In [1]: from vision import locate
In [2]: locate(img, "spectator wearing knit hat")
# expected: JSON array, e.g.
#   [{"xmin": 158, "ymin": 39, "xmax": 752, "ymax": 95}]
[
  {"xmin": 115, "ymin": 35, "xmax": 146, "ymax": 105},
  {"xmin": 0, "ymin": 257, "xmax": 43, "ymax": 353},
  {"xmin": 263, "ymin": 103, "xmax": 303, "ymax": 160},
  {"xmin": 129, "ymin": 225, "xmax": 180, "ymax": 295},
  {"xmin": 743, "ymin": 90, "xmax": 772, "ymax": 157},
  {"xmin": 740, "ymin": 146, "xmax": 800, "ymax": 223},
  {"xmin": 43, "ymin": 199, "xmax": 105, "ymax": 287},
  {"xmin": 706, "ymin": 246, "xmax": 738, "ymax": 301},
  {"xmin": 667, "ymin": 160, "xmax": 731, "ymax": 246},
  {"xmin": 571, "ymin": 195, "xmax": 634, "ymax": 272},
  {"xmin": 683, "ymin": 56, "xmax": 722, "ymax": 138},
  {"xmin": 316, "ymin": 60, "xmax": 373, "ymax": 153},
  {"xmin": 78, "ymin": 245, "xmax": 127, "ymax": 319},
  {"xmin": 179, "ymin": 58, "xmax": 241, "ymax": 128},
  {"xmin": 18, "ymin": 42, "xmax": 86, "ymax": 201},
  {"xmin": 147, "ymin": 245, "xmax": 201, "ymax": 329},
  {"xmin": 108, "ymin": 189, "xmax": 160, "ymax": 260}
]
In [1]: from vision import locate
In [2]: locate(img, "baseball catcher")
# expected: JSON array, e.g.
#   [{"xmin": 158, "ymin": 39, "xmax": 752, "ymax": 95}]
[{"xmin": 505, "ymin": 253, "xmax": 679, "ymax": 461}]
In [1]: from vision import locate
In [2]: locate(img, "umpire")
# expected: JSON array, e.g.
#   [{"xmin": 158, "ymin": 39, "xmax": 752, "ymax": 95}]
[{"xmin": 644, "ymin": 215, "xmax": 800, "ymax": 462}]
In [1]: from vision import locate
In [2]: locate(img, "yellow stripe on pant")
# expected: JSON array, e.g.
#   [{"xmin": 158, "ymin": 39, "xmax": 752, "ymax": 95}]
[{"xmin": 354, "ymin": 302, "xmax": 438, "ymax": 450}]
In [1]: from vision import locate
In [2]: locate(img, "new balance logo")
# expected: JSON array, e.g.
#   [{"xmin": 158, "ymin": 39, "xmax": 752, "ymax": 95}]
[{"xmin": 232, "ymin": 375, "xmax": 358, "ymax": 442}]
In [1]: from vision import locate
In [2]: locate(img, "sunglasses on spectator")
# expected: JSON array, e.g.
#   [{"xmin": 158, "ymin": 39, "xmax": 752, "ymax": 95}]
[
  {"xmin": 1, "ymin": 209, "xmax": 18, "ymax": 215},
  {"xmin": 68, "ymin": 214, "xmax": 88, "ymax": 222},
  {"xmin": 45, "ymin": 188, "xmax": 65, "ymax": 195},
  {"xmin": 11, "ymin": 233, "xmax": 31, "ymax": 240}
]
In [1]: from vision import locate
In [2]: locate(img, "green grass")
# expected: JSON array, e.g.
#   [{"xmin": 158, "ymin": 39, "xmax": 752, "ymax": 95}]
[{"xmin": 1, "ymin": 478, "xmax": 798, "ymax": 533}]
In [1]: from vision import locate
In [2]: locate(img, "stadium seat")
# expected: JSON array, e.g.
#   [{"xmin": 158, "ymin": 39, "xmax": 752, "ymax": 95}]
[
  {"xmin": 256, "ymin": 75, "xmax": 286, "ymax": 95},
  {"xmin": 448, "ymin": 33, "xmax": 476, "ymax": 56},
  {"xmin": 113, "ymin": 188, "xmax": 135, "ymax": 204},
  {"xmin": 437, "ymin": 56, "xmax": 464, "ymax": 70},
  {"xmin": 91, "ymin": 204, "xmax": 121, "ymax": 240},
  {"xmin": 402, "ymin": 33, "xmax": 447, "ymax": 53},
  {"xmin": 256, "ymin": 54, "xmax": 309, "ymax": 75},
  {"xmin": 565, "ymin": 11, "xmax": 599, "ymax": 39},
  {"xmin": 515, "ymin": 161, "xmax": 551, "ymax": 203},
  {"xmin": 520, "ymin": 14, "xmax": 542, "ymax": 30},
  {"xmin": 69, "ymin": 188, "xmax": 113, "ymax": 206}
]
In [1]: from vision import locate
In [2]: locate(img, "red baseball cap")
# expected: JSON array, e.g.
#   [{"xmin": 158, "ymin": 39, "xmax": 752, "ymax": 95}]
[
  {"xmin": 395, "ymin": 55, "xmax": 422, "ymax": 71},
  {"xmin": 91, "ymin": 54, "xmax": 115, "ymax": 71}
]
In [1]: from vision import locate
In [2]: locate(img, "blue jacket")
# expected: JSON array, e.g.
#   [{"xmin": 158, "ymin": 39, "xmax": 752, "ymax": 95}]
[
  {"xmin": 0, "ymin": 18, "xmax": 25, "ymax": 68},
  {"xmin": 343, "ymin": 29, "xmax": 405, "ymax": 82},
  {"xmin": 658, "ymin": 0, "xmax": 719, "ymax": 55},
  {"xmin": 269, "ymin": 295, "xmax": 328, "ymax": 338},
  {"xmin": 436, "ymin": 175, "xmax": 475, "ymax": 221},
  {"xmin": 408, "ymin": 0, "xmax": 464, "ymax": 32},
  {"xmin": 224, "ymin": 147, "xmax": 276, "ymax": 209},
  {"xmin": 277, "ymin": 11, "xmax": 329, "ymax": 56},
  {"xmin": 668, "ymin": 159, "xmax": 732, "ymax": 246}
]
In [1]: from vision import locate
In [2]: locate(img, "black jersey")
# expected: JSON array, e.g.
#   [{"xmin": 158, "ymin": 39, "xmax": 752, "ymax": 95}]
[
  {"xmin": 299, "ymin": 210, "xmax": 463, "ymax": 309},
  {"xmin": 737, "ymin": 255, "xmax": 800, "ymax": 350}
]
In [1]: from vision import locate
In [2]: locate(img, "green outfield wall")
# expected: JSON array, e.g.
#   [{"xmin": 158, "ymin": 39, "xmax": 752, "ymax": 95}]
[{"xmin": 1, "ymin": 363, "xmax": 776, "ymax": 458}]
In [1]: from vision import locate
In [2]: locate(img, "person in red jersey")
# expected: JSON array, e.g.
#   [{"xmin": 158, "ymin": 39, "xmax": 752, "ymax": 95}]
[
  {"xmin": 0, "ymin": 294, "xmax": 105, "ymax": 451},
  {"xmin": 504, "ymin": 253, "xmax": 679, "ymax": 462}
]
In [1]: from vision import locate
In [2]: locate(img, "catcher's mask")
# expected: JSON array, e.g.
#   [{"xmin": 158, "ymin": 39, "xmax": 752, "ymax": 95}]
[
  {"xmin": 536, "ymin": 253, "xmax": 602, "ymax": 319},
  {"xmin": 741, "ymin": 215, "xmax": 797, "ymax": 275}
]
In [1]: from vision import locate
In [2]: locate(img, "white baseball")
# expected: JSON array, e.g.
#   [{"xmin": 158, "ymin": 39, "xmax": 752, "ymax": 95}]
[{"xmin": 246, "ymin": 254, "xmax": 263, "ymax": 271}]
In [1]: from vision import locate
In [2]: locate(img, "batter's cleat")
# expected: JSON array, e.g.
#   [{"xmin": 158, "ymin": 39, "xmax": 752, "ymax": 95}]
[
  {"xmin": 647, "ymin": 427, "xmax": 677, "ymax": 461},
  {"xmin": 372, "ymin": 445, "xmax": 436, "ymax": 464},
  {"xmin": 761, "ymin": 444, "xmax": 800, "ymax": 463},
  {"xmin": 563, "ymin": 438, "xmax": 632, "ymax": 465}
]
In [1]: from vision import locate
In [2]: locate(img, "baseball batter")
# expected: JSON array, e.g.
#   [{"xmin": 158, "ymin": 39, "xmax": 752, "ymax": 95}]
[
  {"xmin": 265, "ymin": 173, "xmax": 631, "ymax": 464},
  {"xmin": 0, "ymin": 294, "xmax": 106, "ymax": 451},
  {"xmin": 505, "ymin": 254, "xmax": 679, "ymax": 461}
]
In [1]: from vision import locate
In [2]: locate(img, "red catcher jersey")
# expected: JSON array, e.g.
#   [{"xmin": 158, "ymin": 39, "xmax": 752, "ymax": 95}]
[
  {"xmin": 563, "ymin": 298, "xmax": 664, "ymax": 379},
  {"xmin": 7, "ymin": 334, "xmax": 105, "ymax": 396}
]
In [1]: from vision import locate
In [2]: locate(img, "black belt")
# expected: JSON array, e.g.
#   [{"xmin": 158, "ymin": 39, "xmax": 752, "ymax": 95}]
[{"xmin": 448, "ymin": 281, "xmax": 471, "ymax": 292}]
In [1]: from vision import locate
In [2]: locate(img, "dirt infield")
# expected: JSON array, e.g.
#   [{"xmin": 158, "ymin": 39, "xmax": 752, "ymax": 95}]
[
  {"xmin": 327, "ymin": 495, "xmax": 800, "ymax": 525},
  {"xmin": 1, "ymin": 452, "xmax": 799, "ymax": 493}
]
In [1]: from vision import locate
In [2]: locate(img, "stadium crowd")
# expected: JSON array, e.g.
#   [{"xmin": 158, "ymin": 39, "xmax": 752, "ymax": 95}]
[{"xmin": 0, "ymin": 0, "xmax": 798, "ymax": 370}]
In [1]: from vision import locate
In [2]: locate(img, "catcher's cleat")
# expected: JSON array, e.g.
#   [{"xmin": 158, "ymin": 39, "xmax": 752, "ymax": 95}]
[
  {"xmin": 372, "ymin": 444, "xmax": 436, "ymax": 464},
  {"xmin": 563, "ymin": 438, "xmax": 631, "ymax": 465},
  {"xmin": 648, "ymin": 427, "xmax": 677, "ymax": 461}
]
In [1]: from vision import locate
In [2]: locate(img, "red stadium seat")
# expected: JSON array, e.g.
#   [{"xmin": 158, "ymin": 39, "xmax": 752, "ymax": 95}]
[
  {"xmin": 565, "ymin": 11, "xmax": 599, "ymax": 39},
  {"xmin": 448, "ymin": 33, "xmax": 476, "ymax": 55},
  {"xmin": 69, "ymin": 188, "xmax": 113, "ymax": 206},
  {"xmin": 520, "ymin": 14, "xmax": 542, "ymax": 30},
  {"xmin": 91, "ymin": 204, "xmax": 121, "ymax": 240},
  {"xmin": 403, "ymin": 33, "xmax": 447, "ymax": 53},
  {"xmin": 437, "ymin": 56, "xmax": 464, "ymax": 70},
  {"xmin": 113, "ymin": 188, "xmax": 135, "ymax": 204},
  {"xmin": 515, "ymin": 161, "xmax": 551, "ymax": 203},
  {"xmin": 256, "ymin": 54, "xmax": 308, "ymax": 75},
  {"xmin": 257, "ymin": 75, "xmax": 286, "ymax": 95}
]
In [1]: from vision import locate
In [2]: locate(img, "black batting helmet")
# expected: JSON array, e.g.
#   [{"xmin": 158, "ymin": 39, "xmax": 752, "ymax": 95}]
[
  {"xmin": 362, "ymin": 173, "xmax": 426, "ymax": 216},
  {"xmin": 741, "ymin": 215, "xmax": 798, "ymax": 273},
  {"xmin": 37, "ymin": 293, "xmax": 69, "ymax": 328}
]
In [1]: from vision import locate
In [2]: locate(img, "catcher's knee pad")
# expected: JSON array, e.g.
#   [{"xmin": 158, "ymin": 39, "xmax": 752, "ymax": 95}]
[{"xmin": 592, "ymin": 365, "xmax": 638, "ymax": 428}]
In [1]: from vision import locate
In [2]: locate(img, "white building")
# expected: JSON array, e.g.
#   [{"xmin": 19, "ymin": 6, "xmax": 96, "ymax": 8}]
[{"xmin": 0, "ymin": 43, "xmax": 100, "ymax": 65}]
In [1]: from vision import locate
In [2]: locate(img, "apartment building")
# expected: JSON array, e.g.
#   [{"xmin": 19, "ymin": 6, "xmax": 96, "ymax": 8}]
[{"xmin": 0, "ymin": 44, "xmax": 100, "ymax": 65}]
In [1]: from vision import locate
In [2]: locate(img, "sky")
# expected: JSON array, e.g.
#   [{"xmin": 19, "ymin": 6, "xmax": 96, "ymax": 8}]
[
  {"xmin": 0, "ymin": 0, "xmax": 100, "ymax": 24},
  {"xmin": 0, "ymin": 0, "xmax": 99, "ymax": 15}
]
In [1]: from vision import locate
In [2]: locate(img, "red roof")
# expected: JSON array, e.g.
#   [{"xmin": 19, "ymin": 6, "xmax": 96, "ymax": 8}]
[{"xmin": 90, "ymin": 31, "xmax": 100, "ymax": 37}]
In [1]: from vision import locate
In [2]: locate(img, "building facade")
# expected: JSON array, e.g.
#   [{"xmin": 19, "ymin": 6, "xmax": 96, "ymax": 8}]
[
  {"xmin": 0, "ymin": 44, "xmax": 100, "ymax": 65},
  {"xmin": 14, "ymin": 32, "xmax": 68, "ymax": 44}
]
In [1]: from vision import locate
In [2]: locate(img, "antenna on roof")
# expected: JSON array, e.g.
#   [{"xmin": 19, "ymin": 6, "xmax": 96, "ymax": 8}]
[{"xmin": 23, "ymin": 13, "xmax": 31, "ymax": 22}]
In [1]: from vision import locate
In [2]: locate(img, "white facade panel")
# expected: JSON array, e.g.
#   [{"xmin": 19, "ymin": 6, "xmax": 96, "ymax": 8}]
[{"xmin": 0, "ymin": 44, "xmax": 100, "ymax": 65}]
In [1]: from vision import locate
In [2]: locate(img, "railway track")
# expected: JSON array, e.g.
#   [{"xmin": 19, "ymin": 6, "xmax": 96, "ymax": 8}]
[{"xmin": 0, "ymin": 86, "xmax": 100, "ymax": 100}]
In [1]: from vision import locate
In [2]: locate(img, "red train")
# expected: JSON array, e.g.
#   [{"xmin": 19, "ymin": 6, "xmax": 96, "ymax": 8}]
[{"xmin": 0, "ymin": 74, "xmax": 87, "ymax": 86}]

========================

After reading the records above, say how many lines hold the string "catcher", using only a number.

Answer box
5